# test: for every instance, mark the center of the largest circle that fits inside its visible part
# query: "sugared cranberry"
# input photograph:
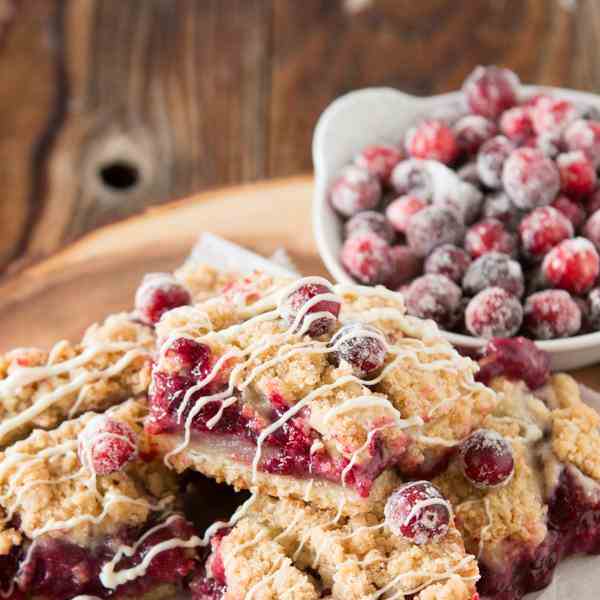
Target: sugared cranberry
(432, 227)
(362, 346)
(434, 297)
(411, 177)
(494, 312)
(494, 270)
(515, 358)
(106, 445)
(379, 160)
(448, 260)
(489, 235)
(491, 158)
(577, 174)
(572, 210)
(530, 179)
(591, 229)
(308, 293)
(370, 221)
(432, 140)
(486, 459)
(355, 190)
(542, 229)
(471, 131)
(491, 90)
(551, 314)
(418, 511)
(368, 259)
(585, 136)
(158, 293)
(573, 265)
(400, 211)
(516, 123)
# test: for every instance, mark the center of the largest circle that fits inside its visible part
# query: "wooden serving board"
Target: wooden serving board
(98, 275)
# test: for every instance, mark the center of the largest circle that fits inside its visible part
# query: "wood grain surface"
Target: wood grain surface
(108, 107)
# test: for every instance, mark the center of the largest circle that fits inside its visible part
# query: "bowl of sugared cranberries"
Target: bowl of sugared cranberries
(481, 207)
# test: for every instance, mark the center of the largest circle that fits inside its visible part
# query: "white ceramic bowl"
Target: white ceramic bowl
(374, 115)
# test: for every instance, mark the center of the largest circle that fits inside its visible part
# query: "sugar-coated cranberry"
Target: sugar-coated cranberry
(571, 209)
(591, 229)
(530, 178)
(516, 123)
(494, 270)
(355, 190)
(585, 136)
(434, 297)
(577, 174)
(362, 346)
(368, 258)
(106, 445)
(491, 90)
(379, 160)
(471, 131)
(158, 293)
(308, 293)
(542, 229)
(489, 235)
(573, 265)
(412, 177)
(494, 312)
(491, 158)
(551, 314)
(515, 358)
(432, 227)
(432, 140)
(418, 511)
(448, 260)
(400, 211)
(486, 459)
(370, 221)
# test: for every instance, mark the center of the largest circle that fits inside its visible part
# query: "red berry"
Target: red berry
(418, 511)
(368, 259)
(572, 210)
(400, 211)
(448, 260)
(379, 160)
(471, 131)
(491, 90)
(491, 158)
(494, 270)
(158, 293)
(551, 314)
(486, 459)
(591, 229)
(433, 140)
(516, 358)
(304, 293)
(573, 265)
(542, 229)
(530, 179)
(370, 221)
(432, 227)
(106, 445)
(494, 312)
(585, 136)
(362, 346)
(516, 123)
(434, 297)
(577, 174)
(354, 190)
(489, 235)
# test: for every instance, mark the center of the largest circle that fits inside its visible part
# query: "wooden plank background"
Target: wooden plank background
(110, 106)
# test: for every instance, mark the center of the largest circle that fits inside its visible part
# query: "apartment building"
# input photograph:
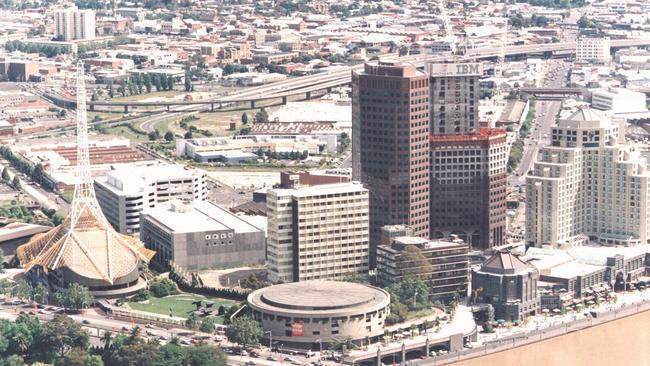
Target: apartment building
(448, 274)
(592, 49)
(587, 185)
(124, 193)
(75, 24)
(317, 233)
(390, 147)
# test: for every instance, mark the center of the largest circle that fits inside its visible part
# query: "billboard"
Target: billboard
(455, 69)
(296, 329)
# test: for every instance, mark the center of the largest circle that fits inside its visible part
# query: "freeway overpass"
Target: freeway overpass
(307, 85)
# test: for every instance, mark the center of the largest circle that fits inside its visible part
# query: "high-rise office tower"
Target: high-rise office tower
(454, 97)
(390, 147)
(468, 187)
(468, 164)
(588, 185)
(317, 233)
(73, 24)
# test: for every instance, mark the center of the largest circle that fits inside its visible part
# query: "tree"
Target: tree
(21, 289)
(407, 290)
(204, 355)
(262, 116)
(79, 357)
(172, 354)
(16, 183)
(192, 321)
(106, 339)
(161, 287)
(39, 293)
(62, 334)
(111, 90)
(244, 330)
(170, 83)
(188, 80)
(207, 324)
(74, 297)
(412, 263)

**Task brief**: From the rows above, extract each line that contains the string "apartment".

**Exercise answer**:
# query: "apartment building"
Target: apartment building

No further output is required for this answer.